▶ _Aufgabenstellung_
Kannst du den folgenden Textauszug über die Korrekturen an Hartz IV vollständig und wortgetreu wiedergeben?

▶ _Ausgewählter Textauszug_

Ein wenig Schminke für Hartz IV

Wirtschaftsminister Wolfgang Clement kündigt kosmetische Korrekturen an Hartz IV an. Die Höhe des Arbeitslosengelds II in den ostdeutschen Bundesländern soll auf Westniveau angehoben werden. Grünen-Chef Bütikofer fordert weitere Änderungen

AUS BERLINKLAUS JANSEN

Wolfgang Clement ist entschlossen, die Hartz-Reformen bis zum Ende seiner Amtszeit zu verteidigen. „Der Weg, den wir eingeschlagen haben, war richtig“, sagte der sozialdemokratische Bundeswirtschaftsminister gestern. Anlass war die Vorstellung des Zwischenberichts des so genannten „Ombudsrats Grundsicherung für Arbeitssuchende“. Der 30-seitige Text zieht nach einem halben Jahr Hartz-IV-Gesetze eine erste Bilanz der Arbeitsmarktreformen.

Rund 158.000 Beschwerden von Arbeitslosengeld-II-Empfängern hat der von der Bundesregierung eingesetzte Ombudsrat seit Dezember erhalten. Dennoch bestärkte der Vorsitzende des Gremiums, der frühere SPD-Bundestagsabgeordnete und Chemiegewerkschafts-Chef Hermann Rappe, den Wirtschaftsminister. „Ich bin von der Richtigkeit noch mehr überzeugt als am Anfang unserer Arbeit“, sagte Rappe. Allerdings mahnten er und seine Kollegen – das sind der frühere sächsische Ministerpräsident Kurt Biedenkopf (CDU) und Ex-Familienministerin Christine Bergmann (SPD) – Veränderungen an dem Gesetz an. Wichtigster Punkt: die Angleichung der Höhe des Arbeitslosengelds II in Ost- und Westdeutschland.

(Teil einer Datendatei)

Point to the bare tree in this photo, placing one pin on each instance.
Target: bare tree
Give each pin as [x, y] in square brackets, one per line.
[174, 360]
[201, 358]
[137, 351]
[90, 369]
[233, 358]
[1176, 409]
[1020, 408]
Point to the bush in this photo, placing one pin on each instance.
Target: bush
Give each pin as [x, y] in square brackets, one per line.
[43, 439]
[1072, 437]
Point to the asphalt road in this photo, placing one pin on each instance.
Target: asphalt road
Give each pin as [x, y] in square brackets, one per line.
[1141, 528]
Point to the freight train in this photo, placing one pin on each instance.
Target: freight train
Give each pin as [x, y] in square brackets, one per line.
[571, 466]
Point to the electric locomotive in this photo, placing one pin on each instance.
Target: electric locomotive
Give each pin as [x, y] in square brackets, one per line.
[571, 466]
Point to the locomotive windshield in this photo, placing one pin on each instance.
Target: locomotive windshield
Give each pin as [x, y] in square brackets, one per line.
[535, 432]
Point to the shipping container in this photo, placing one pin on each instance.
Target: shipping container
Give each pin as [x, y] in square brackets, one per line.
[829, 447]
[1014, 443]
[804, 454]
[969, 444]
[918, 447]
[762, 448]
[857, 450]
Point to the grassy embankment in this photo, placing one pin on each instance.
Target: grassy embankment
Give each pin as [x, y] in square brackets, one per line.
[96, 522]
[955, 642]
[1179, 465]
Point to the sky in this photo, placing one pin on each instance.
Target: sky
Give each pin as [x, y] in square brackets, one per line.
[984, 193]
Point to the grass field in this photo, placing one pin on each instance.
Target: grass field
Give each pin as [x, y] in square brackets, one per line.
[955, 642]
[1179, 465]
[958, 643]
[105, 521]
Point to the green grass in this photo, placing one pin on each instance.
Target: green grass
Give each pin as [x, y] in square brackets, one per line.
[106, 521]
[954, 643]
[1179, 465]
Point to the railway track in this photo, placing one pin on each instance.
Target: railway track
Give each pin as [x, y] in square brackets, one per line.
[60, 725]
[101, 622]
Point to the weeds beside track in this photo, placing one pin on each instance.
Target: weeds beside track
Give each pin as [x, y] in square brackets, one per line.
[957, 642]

▶ _Lösung_
Ein wenig Schminke für Hartz IV

Wirtschaftsminister Wolfgang Clement kündigt kosmetische Korrekturen an Hartz IV an. Die Höhe des Arbeitslosengelds II in den ostdeutschen Bundesländern soll auf Westniveau angehoben werden. Grünen-Chef Bütikofer fordert weitere Änderungen

AUS BERLINKLAUS JANSEN

Wolfgang Clement ist entschlossen, die Hartz-Reformen bis zum Ende seiner Amtszeit zu verteidigen. „Der Weg, den wir eingeschlagen haben, war richtig“, sagte der sozialdemokratische Bundeswirtschaftsminister gestern. Anlass war die Vorstellung des Zwischenberichts des so genannten „Ombudsrats Grundsicherung für Arbeitssuchende“. Der 30-seitige Text zieht nach einem halben Jahr Hartz-IV-Gesetze eine erste Bilanz der Arbeitsmarktreformen.

Rund 158.000 Beschwerden von Arbeitslosengeld-II-Empfängern hat der von der Bundesregierung eingesetzte Ombudsrat seit Dezember erhalten. Dennoch bestärkte der Vorsitzende des Gremiums, der frühere SPD-Bundestagsabgeordnete und Chemiegewerkschafts-Chef Hermann Rappe, den Wirtschaftsminister. „Ich bin von der Richtigkeit noch mehr überzeugt als am Anfang unserer Arbeit“, sagte Rappe. Allerdings mahnten er und seine Kollegen – das sind der frühere sächsische Ministerpräsident Kurt Biedenkopf (CDU) und Ex-Familienministerin Christine Bergmann (SPD) – Veränderungen an dem Gesetz an. Wichtigster Punkt: die Angleichung der Höhe des Arbeitslosengelds II in Ost- und Westdeutschland.